:: OBJECTIVE ::
Format the items below as a JSON list of strings, one string per line, skipping blank lines and omitting the pictures.

________________________________________

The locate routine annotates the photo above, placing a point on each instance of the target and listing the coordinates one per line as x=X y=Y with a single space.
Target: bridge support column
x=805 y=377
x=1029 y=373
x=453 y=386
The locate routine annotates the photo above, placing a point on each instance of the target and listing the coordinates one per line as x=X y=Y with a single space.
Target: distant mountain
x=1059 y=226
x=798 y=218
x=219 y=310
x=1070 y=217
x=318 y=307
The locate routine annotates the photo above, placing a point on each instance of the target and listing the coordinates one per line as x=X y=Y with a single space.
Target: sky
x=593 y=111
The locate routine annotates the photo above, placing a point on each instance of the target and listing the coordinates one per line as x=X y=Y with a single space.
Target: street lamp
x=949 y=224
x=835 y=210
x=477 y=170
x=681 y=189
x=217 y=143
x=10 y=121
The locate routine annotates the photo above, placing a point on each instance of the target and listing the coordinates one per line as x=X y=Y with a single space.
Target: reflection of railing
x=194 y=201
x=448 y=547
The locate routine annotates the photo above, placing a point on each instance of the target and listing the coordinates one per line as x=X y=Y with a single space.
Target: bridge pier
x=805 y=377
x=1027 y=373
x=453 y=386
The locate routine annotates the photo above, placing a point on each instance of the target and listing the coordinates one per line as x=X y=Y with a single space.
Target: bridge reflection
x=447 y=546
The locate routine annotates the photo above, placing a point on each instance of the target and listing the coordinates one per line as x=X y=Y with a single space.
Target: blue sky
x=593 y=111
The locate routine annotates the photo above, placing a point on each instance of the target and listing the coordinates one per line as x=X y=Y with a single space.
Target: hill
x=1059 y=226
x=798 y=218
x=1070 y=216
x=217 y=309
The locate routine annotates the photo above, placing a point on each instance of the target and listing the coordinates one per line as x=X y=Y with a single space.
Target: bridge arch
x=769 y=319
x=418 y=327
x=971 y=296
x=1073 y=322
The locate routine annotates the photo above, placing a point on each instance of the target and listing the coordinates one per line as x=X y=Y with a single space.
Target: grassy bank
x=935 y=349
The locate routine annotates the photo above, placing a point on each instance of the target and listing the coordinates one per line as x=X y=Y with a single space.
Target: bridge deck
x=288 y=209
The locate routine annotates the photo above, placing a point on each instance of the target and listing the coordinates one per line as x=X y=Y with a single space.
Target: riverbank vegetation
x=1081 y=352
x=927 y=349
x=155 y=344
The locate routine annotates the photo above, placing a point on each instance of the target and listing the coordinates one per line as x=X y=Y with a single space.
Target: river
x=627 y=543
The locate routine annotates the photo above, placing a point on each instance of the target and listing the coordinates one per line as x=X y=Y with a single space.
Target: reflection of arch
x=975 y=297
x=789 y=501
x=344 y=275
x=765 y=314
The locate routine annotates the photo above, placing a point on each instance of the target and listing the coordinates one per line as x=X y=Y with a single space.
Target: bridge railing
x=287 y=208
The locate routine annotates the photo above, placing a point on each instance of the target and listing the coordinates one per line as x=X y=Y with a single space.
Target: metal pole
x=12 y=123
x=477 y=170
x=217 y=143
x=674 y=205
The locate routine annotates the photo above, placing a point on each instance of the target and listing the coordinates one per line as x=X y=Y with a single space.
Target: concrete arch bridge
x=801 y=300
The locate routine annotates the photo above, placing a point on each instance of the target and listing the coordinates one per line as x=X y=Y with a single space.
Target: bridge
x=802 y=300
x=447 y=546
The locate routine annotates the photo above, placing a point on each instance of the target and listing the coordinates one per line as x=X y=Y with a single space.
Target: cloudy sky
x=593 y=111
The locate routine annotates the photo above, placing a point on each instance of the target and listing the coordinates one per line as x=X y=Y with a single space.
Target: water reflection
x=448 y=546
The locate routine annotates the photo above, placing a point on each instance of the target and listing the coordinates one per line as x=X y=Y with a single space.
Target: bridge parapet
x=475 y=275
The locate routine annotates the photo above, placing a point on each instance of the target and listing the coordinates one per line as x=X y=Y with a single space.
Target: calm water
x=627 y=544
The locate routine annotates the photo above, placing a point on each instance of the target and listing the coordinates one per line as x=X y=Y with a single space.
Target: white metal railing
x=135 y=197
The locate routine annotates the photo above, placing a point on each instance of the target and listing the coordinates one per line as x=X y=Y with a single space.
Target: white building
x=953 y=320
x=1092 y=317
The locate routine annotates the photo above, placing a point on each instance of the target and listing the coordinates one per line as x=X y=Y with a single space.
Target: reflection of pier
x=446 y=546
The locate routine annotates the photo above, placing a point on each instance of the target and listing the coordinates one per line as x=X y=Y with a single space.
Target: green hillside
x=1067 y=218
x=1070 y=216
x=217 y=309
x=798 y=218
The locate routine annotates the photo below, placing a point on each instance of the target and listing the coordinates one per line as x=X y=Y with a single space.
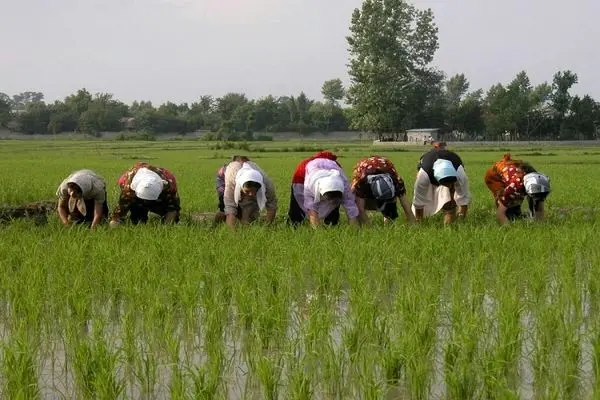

________________________________________

:: THE OUTPUT ::
[
  "The locate routine annotates the photo above, placing a point on each instance of the target and listing the coordinates one per line as x=X y=Y with a single space.",
  "Target: bridge support column",
  "x=805 y=377",
  "x=1029 y=373",
  "x=453 y=386",
  "The locate routine annotates the photo above, placing a point on each instance of the target and listing the coordinates one per line as x=X y=Y with a single space.",
  "Target: distant mountain",
  "x=1059 y=226",
  "x=798 y=218",
  "x=219 y=310",
  "x=1070 y=217",
  "x=318 y=307",
  "The locate routine annotates the photo above, placing a point on each instance of the target and listing the coordinates one per line as x=X y=Y with a single space.",
  "Target: sky",
  "x=593 y=111",
  "The locate routine annotates the photo above, placing a point on each instance of the target and listing the coordinates one per line as x=X y=Y with a single space.",
  "Target: street lamp",
  "x=949 y=224",
  "x=835 y=210",
  "x=477 y=170",
  "x=681 y=189",
  "x=217 y=143",
  "x=10 y=121",
  "The locate routine annotates the photo above, placing a point on each instance of the target and listing the coordinates one per line as x=X y=Y with a single space.",
  "Target: reflection of railing",
  "x=194 y=201",
  "x=448 y=547",
  "The locate routine annotates the photo above, placing a point on each instance of the target and listing the coordinates one per line as x=X y=Y with a single space.",
  "Target: bridge pier",
  "x=805 y=377",
  "x=1027 y=373",
  "x=453 y=386",
  "The locate routine annotates the photo above, placing a point on each instance of the target and listing the coordinates one per line as x=X y=Y with a single space.",
  "Target: bridge reflection",
  "x=447 y=546",
  "The locate routine annotates the photo above, placing a point on each instance of the target and listing the coordinates one per line as x=X y=Y with a single space.",
  "Target: blue sky",
  "x=593 y=111",
  "The locate routine annotates the photo above, placing a point on each instance of the target and listing the coordinates one per line as x=X y=Y with a single space.",
  "Target: hill",
  "x=1059 y=226",
  "x=798 y=218",
  "x=1070 y=216",
  "x=217 y=309",
  "The locate routine annotates the photo above, placing a point on each instance of the target and listing the coordinates one per line as x=X y=Y with a single space.",
  "Target: bridge arch",
  "x=769 y=319",
  "x=418 y=327",
  "x=971 y=296",
  "x=1073 y=322",
  "The locate routine annotates the photo above, placing a point on each instance of the target and listing the coordinates one per line as x=X y=Y with a single space.",
  "Target: grassy bank",
  "x=935 y=349",
  "The locate routine annotates the photo above, placing a point on each instance of the target and listing the coordinates one per line as x=X y=Y with a single space.",
  "Target: bridge deck",
  "x=288 y=209",
  "The locate routine annotates the photo above, placing a point on each instance of the target and listing the coordinates one per line as x=X y=Y with a single space.",
  "Target: riverbank vegetation",
  "x=1081 y=352",
  "x=927 y=349",
  "x=155 y=344",
  "The locate routine annotates the photo above, placing a point on each instance of the target and listing the coordinates one per line as x=X y=Y with a single space.",
  "Target: river",
  "x=627 y=543",
  "The locate routine annotates the photo above, placing a point on each instance of the target and listing the coordinates one per line as x=X y=Y with a single space.",
  "Target: reflection of arch",
  "x=975 y=297",
  "x=789 y=501",
  "x=344 y=275",
  "x=765 y=314",
  "The locate routine annotates the photo above, placing a point on each instance of the target and listing the coordinates one per line as x=X y=Y with a single space.",
  "Target: bridge railing",
  "x=287 y=208",
  "The locate routine annotates the photo above, placing a point on each instance of the target and listing the coordinates one per line as x=X y=Y with a single space.",
  "Target: metal pole",
  "x=12 y=123",
  "x=477 y=170",
  "x=217 y=143",
  "x=674 y=205",
  "The locate routine annotates the photo above, placing a point on each instance of the target and listing the coordinates one per line as x=X y=Y with a single space.",
  "Target: concrete arch bridge",
  "x=801 y=300",
  "The locate routine annotates the photo above, placing a point on each instance of the target and listing the coordinates one per line as x=X y=Y with a single space.",
  "Target: bridge",
  "x=802 y=300",
  "x=447 y=546",
  "The locate routine annotates the photo above, placing a point on each instance of the target and listing the coordinates one per line as x=X y=Y with a single space.",
  "Target: cloudy sky",
  "x=593 y=111",
  "The locate routine annotates the photo above, placing a point on each instance of the target and listing the coordinates one per line as x=X y=Y with a single space.",
  "Target: water reflection",
  "x=448 y=546",
  "The locate routine annotates the photo above, placing a point on each instance of the target and listing the coordinates one per line as x=X y=Y with a single space.",
  "Target: bridge parapet",
  "x=475 y=275",
  "The locate routine annotates the photo above, placing a point on each instance of the target and listing the coordinates one per line as x=X y=Y with a single space.",
  "Target: calm water",
  "x=627 y=544",
  "The locate routine annotates the photo above, placing a point on each instance of the target and listing the coordinates one per line as x=X y=Y with a single space.",
  "Target: white metal railing",
  "x=135 y=197",
  "The locate routine annotates the photo above, placing a point on each instance of the target and listing the coordinates one per line as x=X y=Y with a single space.",
  "Target: white building",
  "x=953 y=320",
  "x=1092 y=317",
  "The locate routine annotates the photo above, placing a point on each instance of the target and listing the coordinates one per line as x=X y=Y with a single space.",
  "Target: reflection of pier",
  "x=446 y=546",
  "The locate routine annotates the photo above, placing a point on each instance of the target and listing the coordinates one per line as x=X y=Y with a single space.",
  "Target: green hillside",
  "x=1067 y=218",
  "x=1070 y=216",
  "x=217 y=309",
  "x=798 y=218",
  "The locate routine annotates the photo below, placing a point on each instance of the target and listing the coordinates one per line as x=X y=Y with a single space."
]